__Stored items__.
■ ■ ■
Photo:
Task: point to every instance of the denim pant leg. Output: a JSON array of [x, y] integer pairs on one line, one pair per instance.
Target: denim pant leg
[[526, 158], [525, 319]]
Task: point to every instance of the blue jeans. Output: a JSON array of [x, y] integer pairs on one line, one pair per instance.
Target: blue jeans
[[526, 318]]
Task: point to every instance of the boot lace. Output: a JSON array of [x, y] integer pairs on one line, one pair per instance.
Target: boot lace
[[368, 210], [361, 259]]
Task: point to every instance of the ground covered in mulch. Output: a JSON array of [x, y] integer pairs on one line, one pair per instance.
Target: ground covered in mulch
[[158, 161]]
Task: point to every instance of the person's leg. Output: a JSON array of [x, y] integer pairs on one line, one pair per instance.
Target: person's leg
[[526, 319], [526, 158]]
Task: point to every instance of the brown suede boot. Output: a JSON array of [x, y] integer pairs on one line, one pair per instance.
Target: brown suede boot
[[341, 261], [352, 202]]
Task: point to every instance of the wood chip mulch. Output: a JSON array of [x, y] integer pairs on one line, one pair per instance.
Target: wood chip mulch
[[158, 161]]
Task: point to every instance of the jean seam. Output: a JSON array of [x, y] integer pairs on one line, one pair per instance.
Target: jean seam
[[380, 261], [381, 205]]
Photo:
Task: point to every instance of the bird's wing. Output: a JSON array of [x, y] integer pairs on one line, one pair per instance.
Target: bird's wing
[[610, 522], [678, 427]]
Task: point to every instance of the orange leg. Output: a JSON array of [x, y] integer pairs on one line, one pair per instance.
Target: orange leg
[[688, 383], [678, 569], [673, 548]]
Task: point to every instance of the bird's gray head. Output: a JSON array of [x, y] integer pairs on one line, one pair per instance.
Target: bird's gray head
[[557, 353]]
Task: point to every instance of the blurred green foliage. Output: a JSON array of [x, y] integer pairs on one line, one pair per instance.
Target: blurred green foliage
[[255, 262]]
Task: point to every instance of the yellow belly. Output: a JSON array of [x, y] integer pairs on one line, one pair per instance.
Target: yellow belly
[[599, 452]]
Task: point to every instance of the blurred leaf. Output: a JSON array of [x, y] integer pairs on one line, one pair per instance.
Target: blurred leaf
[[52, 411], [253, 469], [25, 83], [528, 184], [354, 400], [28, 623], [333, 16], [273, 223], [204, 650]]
■ ■ ■
__STATED TASK__.
Reproduce without any changes the stretch of lines from the one containing "Task: point to every instance of the wood" through the one containing "[[610, 522], [678, 427]]", both included.

__THE COMPLETED TASK__.
Task: point to every instance of the wood chip mulch. Output: a JSON array of [x, y] integer pairs on one line, one pair per instance.
Target: wood chip mulch
[[158, 161]]
Task: point to every instance of the jean seam. Output: a JSON array of [x, y] integer pairs on one line, one pair per instance.
Target: jean seam
[[380, 261], [381, 205]]
Photo:
Task: point to every instance of the bird's wing. Output: a JSON array of [x, y] integer pairs on one line, one pair per instance.
Target: bird's wing
[[610, 522], [678, 427]]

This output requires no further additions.